:: Data in this exercise

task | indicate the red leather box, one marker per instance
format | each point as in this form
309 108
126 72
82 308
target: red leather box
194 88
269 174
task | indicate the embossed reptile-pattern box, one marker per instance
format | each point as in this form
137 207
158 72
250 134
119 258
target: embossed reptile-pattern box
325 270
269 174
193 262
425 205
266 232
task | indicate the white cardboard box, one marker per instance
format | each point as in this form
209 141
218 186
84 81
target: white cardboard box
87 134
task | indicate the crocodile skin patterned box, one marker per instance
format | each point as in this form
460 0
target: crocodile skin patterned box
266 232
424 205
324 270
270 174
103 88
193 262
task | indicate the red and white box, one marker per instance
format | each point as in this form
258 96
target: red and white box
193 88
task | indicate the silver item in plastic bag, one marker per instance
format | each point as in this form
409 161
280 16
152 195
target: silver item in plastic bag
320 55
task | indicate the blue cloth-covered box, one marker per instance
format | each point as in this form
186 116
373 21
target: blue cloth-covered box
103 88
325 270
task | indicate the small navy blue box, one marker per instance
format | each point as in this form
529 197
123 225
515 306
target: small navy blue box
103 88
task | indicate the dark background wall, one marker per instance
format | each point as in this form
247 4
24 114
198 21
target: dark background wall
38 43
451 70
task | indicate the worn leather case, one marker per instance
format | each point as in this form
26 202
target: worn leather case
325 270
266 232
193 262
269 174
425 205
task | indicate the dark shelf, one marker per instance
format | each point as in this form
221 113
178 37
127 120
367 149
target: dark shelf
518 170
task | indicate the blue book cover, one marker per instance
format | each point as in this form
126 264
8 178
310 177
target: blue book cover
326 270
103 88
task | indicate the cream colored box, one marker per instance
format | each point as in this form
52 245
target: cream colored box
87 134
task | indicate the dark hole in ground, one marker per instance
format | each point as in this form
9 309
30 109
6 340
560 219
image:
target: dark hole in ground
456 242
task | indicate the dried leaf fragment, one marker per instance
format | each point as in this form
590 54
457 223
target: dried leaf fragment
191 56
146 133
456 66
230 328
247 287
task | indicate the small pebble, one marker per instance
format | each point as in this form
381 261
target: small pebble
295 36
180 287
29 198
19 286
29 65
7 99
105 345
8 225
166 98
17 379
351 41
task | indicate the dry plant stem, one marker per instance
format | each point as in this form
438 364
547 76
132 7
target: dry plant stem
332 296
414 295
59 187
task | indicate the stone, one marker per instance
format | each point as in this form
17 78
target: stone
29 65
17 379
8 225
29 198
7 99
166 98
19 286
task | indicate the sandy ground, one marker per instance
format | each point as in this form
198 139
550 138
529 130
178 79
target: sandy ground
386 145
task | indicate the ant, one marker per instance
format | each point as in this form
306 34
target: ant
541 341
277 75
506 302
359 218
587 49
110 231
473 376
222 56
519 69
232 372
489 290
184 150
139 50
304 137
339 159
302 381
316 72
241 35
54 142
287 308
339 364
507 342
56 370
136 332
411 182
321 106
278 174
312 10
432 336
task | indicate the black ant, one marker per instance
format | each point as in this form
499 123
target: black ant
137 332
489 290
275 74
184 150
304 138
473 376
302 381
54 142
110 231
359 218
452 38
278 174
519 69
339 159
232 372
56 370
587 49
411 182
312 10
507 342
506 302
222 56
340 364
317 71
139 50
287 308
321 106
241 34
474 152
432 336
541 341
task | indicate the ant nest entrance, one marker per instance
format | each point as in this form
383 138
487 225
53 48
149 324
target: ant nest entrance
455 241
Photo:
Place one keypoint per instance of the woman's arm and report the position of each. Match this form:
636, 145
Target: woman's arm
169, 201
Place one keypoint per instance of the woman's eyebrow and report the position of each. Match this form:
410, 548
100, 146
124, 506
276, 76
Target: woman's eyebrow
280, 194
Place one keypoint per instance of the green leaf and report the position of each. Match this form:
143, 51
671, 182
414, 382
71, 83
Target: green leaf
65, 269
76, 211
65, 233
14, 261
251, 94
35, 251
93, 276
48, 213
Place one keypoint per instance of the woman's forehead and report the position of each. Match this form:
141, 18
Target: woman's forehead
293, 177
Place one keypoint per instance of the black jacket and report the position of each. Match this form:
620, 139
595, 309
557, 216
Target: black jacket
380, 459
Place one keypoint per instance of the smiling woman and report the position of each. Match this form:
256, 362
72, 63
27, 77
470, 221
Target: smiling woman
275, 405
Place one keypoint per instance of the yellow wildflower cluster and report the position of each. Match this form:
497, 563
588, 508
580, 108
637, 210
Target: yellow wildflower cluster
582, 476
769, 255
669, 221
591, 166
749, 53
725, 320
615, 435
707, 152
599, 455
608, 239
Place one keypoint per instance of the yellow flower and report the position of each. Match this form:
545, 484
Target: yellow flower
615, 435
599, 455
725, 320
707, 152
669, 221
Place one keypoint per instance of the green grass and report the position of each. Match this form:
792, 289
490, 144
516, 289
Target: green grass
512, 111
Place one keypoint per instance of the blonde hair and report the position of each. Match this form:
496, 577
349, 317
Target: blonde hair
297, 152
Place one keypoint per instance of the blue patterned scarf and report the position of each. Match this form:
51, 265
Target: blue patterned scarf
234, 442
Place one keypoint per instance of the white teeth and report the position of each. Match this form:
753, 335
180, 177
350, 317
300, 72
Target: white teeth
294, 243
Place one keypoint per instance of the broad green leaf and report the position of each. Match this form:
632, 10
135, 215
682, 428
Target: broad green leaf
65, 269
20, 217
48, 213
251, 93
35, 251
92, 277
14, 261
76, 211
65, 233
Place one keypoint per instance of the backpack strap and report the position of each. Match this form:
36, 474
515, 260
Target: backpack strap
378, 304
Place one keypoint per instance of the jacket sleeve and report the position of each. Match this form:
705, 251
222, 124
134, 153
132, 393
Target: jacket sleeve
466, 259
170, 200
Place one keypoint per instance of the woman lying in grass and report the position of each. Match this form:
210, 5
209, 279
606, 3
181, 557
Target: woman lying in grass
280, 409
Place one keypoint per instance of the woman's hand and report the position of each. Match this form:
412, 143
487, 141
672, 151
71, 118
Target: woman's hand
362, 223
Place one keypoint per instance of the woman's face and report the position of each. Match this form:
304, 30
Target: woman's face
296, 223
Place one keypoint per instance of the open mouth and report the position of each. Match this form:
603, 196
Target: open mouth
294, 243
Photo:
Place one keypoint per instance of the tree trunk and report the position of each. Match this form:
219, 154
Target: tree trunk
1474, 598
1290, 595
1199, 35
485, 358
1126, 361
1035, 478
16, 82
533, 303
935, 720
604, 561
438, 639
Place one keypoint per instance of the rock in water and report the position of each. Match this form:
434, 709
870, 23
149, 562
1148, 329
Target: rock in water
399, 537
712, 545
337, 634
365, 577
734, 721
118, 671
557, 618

::::

Above are the records; restate each one exactly.

Answer box ->
task | indicate the red leather box, one marker per instance
format | each point as in this form
309 108
126 72
82 308
target: red leather box
194 88
269 174
task | indicate the embossed reptile-pattern box, one marker per instance
format | each point as in this form
137 207
158 72
250 134
119 258
target: embossed reptile-pattern box
325 270
269 174
193 262
425 205
266 232
task | indicate the white cardboard box, one marker per instance
format | each point as in this form
209 141
218 186
84 81
target: white cardboard box
87 134
task | indicate the crocodile skin patterned box, one marker per instance
format | each point as in this form
460 0
target: crocodile skin patterned box
266 232
424 205
324 270
270 174
103 88
193 262
task | indicate the red and white box, one marker per instance
format | each point as in this form
258 96
target: red and white box
193 88
task | indicate the silver item in plastic bag, one marker per instance
format | each point as in this form
409 161
280 16
152 195
target: silver item in plastic bag
320 55
task | indicate the blue cloth-covered box, one marker per instance
format | each point as in this form
186 116
373 21
target: blue cloth-covered box
103 88
325 270
task | indicate the small navy blue box, one marker per instance
format | each point as in this form
529 197
123 225
515 306
target: small navy blue box
103 88
task | indicate the dark background wall, one marker per instance
format | each point as in this form
247 4
24 114
198 21
target: dark background wall
38 43
451 70
task | indicate the worn leather case, one marker per instance
format | each point as in this form
26 202
target: worn leather case
325 270
266 232
193 262
269 174
425 205
task | indicate the dark shelf, one marker per instance
format | each point as in this form
221 113
178 37
127 120
367 149
target: dark shelf
518 170
task | indicate the blue book cover, one marker per instance
format | each point as in this form
126 264
8 178
310 177
target: blue book cover
326 270
103 88
task | indicate the cream colored box, one marker per instance
format | each point as in this form
52 245
target: cream colored box
87 134
task | indicate the dark hole in ground, one marker per instance
format | each point as in this form
9 309
30 109
6 340
560 219
image:
target: dark hole in ground
456 242
task | indicate the dried leaf fragment, one marker per instance
format | each point as in this form
590 54
457 223
target: dried leaf fragment
191 56
146 133
456 66
230 328
247 287
task | indicate the small pebble, one marker per instance
format | each point as in this form
381 261
target: small pebble
295 36
180 287
29 198
19 286
29 65
7 99
105 345
8 225
166 98
17 379
351 41
task | indicate the dry plant stem, one marker per instance
format | each point as in this form
438 364
547 76
132 7
target: dry plant stem
332 296
414 295
59 187
task | indicate the stone, one marker per instance
format | each point as in this form
17 78
target: stone
29 65
17 379
8 225
29 198
7 99
166 98
19 286
task | indicate the sandy ground, one marker per instance
format | each point as in this form
198 139
550 138
529 130
178 79
target: sandy ground
386 145
task | indicate the ant, one marker per instance
format | each point as in this form
306 34
target: ant
541 341
277 75
506 302
359 218
587 49
110 231
473 376
222 56
519 69
232 372
489 290
184 150
139 50
304 137
339 159
302 381
316 72
241 35
54 142
287 308
339 364
507 342
56 370
136 332
411 182
321 106
278 174
312 10
432 336
task | indicate the black ant, one marker per instance
format | each point as in this form
499 123
target: black ant
137 332
489 290
275 74
184 150
304 138
473 376
302 381
54 142
110 231
359 218
452 38
278 174
519 69
339 159
232 372
56 370
587 49
411 182
312 10
507 342
506 302
222 56
340 364
317 71
139 50
287 308
321 106
241 34
474 152
432 336
541 341
task | indicate the ant nest entrance, one marker per instance
format | each point as in this form
383 138
487 225
53 48
149 324
target: ant nest entrance
455 241
Photo:
Place one keypoint per instance of the woman's arm and report the position of each. Match this form:
636, 145
Target: woman's arm
169, 201
Place one keypoint per instance of the woman's eyebrow and report the position of each. Match this form:
410, 548
100, 146
124, 506
276, 76
Target: woman's eyebrow
280, 194
Place one keypoint per instance of the green leaf and report the position of each. Match this form:
143, 51
671, 182
414, 382
71, 83
Target: green leaf
65, 269
76, 211
65, 233
14, 261
251, 94
35, 251
93, 276
48, 213
Place one keypoint per instance of the woman's forehead and report the position of each. Match this form:
141, 18
Target: woman's forehead
293, 177
Place one keypoint per instance of the black jacket and report the position of each. Match this form:
620, 139
595, 309
557, 216
Target: black jacket
380, 459
Place one keypoint per instance of the smiling woman and report the position of each. Match this form:
256, 362
72, 63
27, 77
470, 221
Target: smiling woman
275, 405
Place one keypoint per instance of the yellow wildflower cluster and report the position of each. Match this form:
497, 563
588, 508
580, 108
637, 210
Target: yellow wildflower cluster
582, 476
769, 255
669, 221
591, 166
749, 53
725, 320
615, 435
707, 152
599, 455
608, 239
Place one keypoint per instance of the yellow flower and report the position of each. Match this form:
545, 484
Target: yellow flower
615, 435
599, 455
725, 320
707, 152
669, 221
Place one keypoint per instance of the green grass and report the position of each. Match this form:
792, 289
490, 144
516, 289
Target: green grass
512, 111
Place one keypoint per instance of the blonde hair and report the position of each. Match this form:
496, 577
349, 317
Target: blonde hair
297, 152
Place one keypoint per instance of the blue patterned scarf and report the position of each. Match this form:
51, 265
Target: blue patterned scarf
234, 442
Place one keypoint per instance of the white teeth and report the position of each. Match this form:
753, 335
180, 177
350, 317
300, 72
Target: white teeth
294, 243
Place one keypoint per instance of the broad green leaf and report the position of each. Match this form:
632, 10
135, 215
682, 428
Target: broad green leaf
65, 269
20, 217
48, 213
251, 93
35, 251
92, 277
14, 261
76, 211
65, 233
Place one keypoint per instance of the backpack strap and report the position of each. Match this form:
36, 474
515, 260
Target: backpack strap
378, 304
Place one keypoint per instance of the jacket sleeve and report the position of each. Match this form:
705, 251
222, 124
134, 153
132, 393
Target: jacket sleeve
466, 259
170, 200
Place one keypoint per instance of the woman lying in grass and report the position of each. Match this form:
210, 5
209, 279
606, 3
181, 557
Target: woman lying in grass
280, 409
Place one keypoint per instance of the woman's hand and report the position of each. Match this form:
412, 143
487, 141
672, 151
71, 118
Target: woman's hand
362, 223
Place one keypoint per instance of the woman's face and report the position of each. Match this form:
304, 30
Target: woman's face
296, 223
Place one keypoint per instance of the open mouth and report the position of each. Match this form:
603, 196
Target: open mouth
294, 243
Photo:
Place one keypoint per instance of the tree trunk and report the position of each. Match this form:
219, 154
Target: tree trunk
1474, 598
1290, 595
1199, 35
485, 358
1126, 361
1035, 478
16, 82
533, 303
935, 720
604, 561
438, 639
Place one keypoint per instance of the rock in water and report the position of each. Match this form:
434, 709
870, 23
149, 562
1148, 329
Target: rock in water
399, 537
712, 545
337, 634
365, 577
734, 721
118, 671
557, 618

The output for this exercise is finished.